> **YOUR GOAL**
Reproduce every one of the records below verbatim, omitting the pictures.

Excerpts from a point labeling dataset:

begin

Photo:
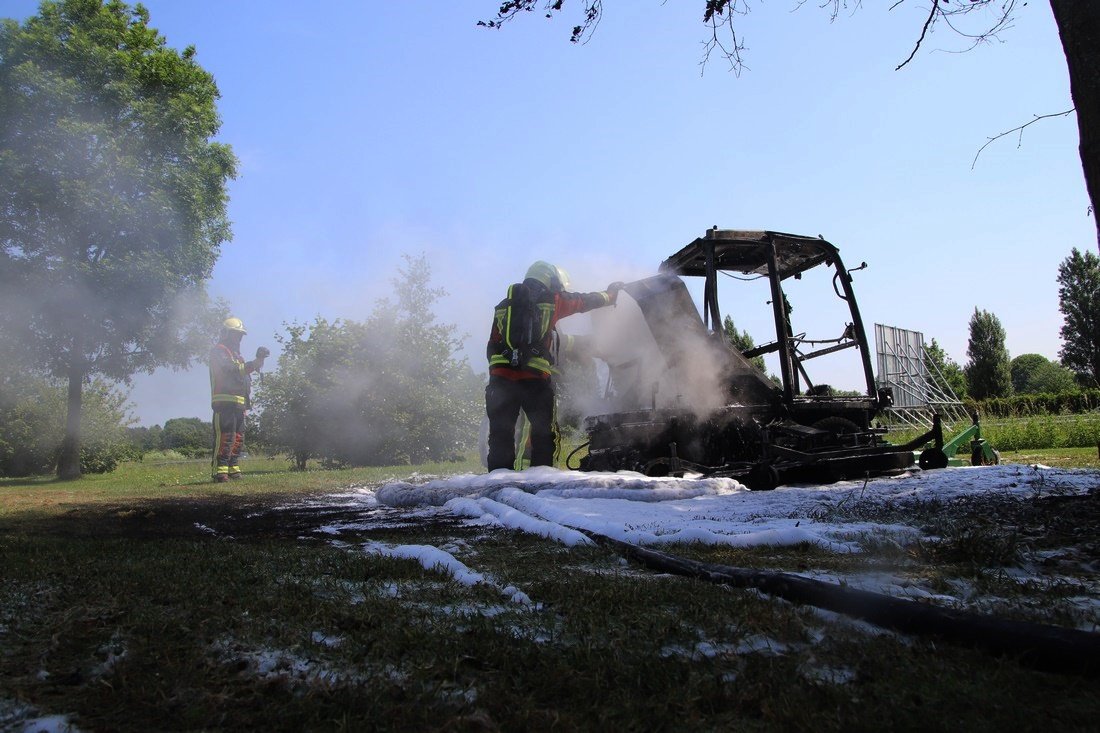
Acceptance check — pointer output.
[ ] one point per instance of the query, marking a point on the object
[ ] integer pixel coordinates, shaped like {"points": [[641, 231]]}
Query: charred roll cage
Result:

end

> **SOLUTION TO THIS PROBLEM**
Photo:
Acceptance check — pointer output.
[ ] one point per instance of the query, marking a point on the object
[ ] integer pixel coordinates, shaped like {"points": [[641, 231]]}
Query: charred roll cage
Result:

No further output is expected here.